Requirements — Quote the listing below in its entirety.

Records to use —

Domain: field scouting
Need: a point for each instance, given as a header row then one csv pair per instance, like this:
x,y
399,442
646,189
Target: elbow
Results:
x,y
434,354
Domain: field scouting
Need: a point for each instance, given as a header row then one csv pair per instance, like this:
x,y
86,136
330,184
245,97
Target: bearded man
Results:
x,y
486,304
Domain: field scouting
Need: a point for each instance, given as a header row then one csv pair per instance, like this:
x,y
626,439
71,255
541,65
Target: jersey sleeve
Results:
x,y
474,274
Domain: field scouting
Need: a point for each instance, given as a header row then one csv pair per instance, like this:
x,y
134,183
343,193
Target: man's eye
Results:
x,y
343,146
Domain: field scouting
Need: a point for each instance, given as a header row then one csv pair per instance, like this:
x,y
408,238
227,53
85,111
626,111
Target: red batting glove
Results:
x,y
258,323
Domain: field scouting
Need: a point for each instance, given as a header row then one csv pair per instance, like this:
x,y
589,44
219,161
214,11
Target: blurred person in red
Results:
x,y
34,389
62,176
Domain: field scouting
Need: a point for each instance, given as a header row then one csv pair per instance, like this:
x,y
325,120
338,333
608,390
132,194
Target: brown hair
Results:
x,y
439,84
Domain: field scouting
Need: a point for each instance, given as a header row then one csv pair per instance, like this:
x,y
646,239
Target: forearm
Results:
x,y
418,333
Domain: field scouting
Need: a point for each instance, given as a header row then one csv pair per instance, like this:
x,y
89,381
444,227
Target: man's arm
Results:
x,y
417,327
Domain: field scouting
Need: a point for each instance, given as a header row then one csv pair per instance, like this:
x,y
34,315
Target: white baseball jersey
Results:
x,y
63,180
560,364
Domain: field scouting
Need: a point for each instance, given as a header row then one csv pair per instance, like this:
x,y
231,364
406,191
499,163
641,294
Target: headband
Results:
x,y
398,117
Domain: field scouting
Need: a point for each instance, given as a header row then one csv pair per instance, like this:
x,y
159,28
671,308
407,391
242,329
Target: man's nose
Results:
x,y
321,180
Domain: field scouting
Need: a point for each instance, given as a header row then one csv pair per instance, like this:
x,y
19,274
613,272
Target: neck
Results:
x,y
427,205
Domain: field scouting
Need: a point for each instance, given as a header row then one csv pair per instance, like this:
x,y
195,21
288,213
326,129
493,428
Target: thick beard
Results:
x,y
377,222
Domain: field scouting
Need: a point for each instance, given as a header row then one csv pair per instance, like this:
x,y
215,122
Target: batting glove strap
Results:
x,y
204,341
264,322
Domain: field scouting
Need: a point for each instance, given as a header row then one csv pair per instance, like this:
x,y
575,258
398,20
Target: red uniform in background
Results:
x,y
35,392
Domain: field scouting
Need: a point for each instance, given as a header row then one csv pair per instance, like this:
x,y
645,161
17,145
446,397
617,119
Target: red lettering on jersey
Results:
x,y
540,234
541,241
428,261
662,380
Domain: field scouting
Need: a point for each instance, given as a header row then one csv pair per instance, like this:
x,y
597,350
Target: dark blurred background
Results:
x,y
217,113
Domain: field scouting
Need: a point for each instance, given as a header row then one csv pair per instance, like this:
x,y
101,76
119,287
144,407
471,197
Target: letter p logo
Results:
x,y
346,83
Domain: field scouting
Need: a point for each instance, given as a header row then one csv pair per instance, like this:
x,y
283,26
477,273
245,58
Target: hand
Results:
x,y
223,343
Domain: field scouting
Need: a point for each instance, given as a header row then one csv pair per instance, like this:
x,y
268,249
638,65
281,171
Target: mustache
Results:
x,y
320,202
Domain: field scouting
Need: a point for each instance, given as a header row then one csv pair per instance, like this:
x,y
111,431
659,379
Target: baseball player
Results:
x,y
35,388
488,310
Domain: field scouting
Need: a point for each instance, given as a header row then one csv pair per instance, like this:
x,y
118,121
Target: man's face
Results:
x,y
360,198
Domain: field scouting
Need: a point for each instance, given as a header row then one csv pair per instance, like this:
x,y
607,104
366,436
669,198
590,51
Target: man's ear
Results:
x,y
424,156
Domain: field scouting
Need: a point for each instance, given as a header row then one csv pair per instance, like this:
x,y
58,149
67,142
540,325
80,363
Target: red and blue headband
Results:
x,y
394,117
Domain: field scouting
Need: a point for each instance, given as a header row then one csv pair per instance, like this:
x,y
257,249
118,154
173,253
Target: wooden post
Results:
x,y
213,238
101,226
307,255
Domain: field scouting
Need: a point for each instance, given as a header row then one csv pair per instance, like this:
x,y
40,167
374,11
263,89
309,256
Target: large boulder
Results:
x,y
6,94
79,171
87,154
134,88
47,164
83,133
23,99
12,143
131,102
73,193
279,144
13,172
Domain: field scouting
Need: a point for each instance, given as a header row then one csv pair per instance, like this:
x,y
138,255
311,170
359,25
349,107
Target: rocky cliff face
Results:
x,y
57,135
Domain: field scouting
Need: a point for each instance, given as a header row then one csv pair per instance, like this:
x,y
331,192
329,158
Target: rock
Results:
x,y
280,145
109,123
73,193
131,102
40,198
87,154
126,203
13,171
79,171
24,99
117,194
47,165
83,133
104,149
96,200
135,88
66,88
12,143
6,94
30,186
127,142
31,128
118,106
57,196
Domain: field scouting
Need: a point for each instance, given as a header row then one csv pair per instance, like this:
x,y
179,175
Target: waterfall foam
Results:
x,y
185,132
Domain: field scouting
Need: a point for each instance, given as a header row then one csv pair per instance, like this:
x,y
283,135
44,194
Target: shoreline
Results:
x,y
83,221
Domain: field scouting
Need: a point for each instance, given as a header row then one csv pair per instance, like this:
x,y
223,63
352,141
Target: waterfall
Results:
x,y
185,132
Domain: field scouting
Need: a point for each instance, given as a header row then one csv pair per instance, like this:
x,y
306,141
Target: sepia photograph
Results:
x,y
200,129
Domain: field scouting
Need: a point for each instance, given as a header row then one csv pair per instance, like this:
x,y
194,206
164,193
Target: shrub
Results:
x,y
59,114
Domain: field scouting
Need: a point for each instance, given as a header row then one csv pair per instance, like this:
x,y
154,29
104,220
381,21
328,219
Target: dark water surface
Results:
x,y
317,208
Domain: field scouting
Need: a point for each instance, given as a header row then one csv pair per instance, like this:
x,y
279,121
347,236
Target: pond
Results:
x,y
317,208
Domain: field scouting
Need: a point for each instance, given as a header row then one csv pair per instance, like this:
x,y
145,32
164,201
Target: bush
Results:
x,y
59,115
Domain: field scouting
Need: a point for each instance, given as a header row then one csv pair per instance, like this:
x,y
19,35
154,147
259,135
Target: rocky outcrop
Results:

Solution below —
Domain: field scouting
Need: a point for each instance, given as a header row then one csv pair per instance, like this:
x,y
399,442
646,189
Target: elbow
Results:
x,y
434,354
Domain: field scouting
Need: a point for each instance, given as a header row then one csv pair per instance, like this:
x,y
86,136
330,184
245,97
Target: bearded man
Results:
x,y
486,304
Domain: field scouting
Need: a point for each instance, given as a header row then one csv pair per instance, like this:
x,y
626,439
71,255
541,65
Target: jersey sleeve
Results:
x,y
474,274
Domain: field scouting
Need: a point for each instance, given as a header row then one csv pair per instance, like this:
x,y
134,183
343,193
Target: man's eye
Results:
x,y
343,146
Domain: field scouting
Need: a point for each instance, given as a header row then one csv pair per instance, like this:
x,y
408,238
227,53
85,111
626,111
Target: red batting glove
Results:
x,y
258,323
Domain: field scouting
Need: a point for each instance, given as a header row then one csv pair per instance, like this:
x,y
589,44
219,161
214,11
Target: blurred person in red
Results:
x,y
34,389
62,176
Domain: field scouting
Need: a point for each instance, given as a header row then one csv pair per instance, like this:
x,y
325,120
338,333
608,390
132,194
Target: brown hair
Results:
x,y
439,84
Domain: field scouting
Need: a point for each instance, given as a header row then one csv pair per instance, like this:
x,y
646,239
Target: forearm
Results:
x,y
418,333
Domain: field scouting
Need: a point for each instance, given as a header row then one csv pair per instance, like this:
x,y
89,381
444,227
Target: man's arm
Results:
x,y
417,327
Domain: field scouting
Need: a point for each instance, given as a header row then one csv pair per instance, like this:
x,y
34,315
Target: white baseball jersey
Results:
x,y
63,180
560,364
Domain: field scouting
Need: a point for each instance, given as a header row then one csv pair per instance, like this:
x,y
231,364
406,191
499,163
641,294
Target: headband
Results:
x,y
398,117
Domain: field scouting
Need: a point for each instance, given as a header row then one csv pair per instance, like this:
x,y
159,28
671,308
407,391
242,329
Target: man's nose
Results:
x,y
321,180
Domain: field scouting
Need: a point for each instance, given as a header row then one csv pair per instance, like this:
x,y
19,274
613,272
Target: neck
Results:
x,y
427,205
Domain: field scouting
Need: a point for each instance, given as a header row then one csv pair per instance, like this:
x,y
195,21
288,213
326,129
493,428
Target: thick beard
Results:
x,y
377,222
Domain: field scouting
Need: a point for each instance, given as a header row then one csv pair per instance, like this:
x,y
215,122
Target: batting glove strap
Results:
x,y
204,341
264,322
Domain: field scouting
Need: a point for each instance, given as a header row then one csv pair per instance, like this:
x,y
575,258
398,20
Target: red uniform in background
Results:
x,y
35,392
Domain: field scouting
Need: a point for each instance, given as a header row then one csv pair per instance, like this:
x,y
645,161
17,145
446,397
617,119
Target: red lettering on jersey
Results:
x,y
540,234
541,241
428,261
662,380
Domain: field scouting
Need: a point for each instance, given as a header row then one csv pair per instance, like this:
x,y
597,350
Target: dark blurred background
Results:
x,y
217,113
Domain: field scouting
Need: a point for each instance, given as a header row then one csv pair per instance, like this:
x,y
101,76
119,287
144,407
471,197
Target: letter p logo
Results:
x,y
346,83
Domain: field scouting
Need: a point for each instance, given as a header row then one csv pair per instance, like this:
x,y
283,26
477,273
245,58
Target: hand
Results:
x,y
223,343
Domain: field scouting
Need: a point for each instance, given as a header row then one csv pair per instance, like this:
x,y
268,249
638,65
281,171
Target: mustache
Results:
x,y
320,202
Domain: field scouting
Need: a point for each instance, given as a header row then one csv pair per instance, like this:
x,y
111,431
659,379
Target: baseball player
Results:
x,y
35,388
488,310
Domain: field scouting
Need: a point for each instance, given as a header row then one csv pair per instance, like this:
x,y
118,121
Target: man's face
Results:
x,y
360,198
Domain: field scouting
Need: a point for each instance, given as a header row then one csv pair per instance, like this:
x,y
607,104
366,436
669,198
590,51
Target: man's ear
Results:
x,y
424,156
Domain: field scouting
Need: a point for each instance, given as a header row then one csv pair per instance, like this:
x,y
58,149
67,142
540,325
80,363
Target: red and blue headband
Results:
x,y
394,117
Domain: field scouting
Need: a point for each instance, given as a header row then one csv pair per instance, like this:
x,y
257,249
118,154
173,253
Target: wooden post
Results:
x,y
213,238
101,226
307,255
Domain: field scouting
Need: a point for each instance, given as a header row then one csv pair per instance, like this:
x,y
40,167
374,11
263,89
309,256
Target: large boulder
Results:
x,y
6,94
79,171
87,154
134,88
47,164
83,133
23,99
12,143
131,102
73,193
279,144
13,172
Domain: field scouting
Need: a point for each instance, given as a header row then one csv pair per instance, like this:
x,y
138,255
311,170
359,25
349,107
Target: rocky cliff face
Results:
x,y
57,135
Domain: field scouting
Need: a point for each instance, given as a header row then one csv pair per instance, like this:
x,y
331,192
329,158
Target: rock
Results:
x,y
280,145
109,123
73,193
131,102
40,198
87,154
126,203
13,171
79,171
24,99
117,194
47,165
83,133
104,149
96,200
135,88
66,88
12,143
6,94
30,186
127,142
31,128
118,106
57,196
Domain: field scouting
Need: a point for each instance, given as a header row then one csv pair per instance, like this:
x,y
179,175
Target: waterfall foam
Results:
x,y
185,132
Domain: field scouting
Need: a point for each instance, given as a header row then one csv pair per instance, like this:
x,y
283,135
44,194
Target: shoreline
Results:
x,y
83,221
Domain: field scouting
Need: a point for each instance, given as a header row then one csv pair per instance, like this:
x,y
223,63
352,141
Target: waterfall
Results:
x,y
185,132
Domain: field scouting
Need: a point for each instance, given as a header row then one csv pair per instance, like this:
x,y
306,141
Target: sepia photograph
Results:
x,y
200,129
Domain: field scouting
Need: a point for each instance, given as a header row then one csv pair per instance, like this:
x,y
194,206
164,193
Target: shrub
Results:
x,y
59,114
Domain: field scouting
Need: a point for each instance, given as a header row then one csv pair per instance, like this:
x,y
154,29
104,220
381,21
328,219
Target: dark water surface
Results:
x,y
317,208
Domain: field scouting
Need: a point for each instance, given as a header row then one csv pair per instance, like this:
x,y
279,121
347,236
Target: pond
Results:
x,y
317,208
Domain: field scouting
Need: a point for each instance, given as a header row then one csv pair per instance, like this:
x,y
145,32
164,201
Target: bush
Results:
x,y
59,115
Domain: field scouting
Need: a point for each instance, given as a header row then one csv pair per instance, like this:
x,y
19,35
154,147
259,135
Target: rocky outcrop
Results:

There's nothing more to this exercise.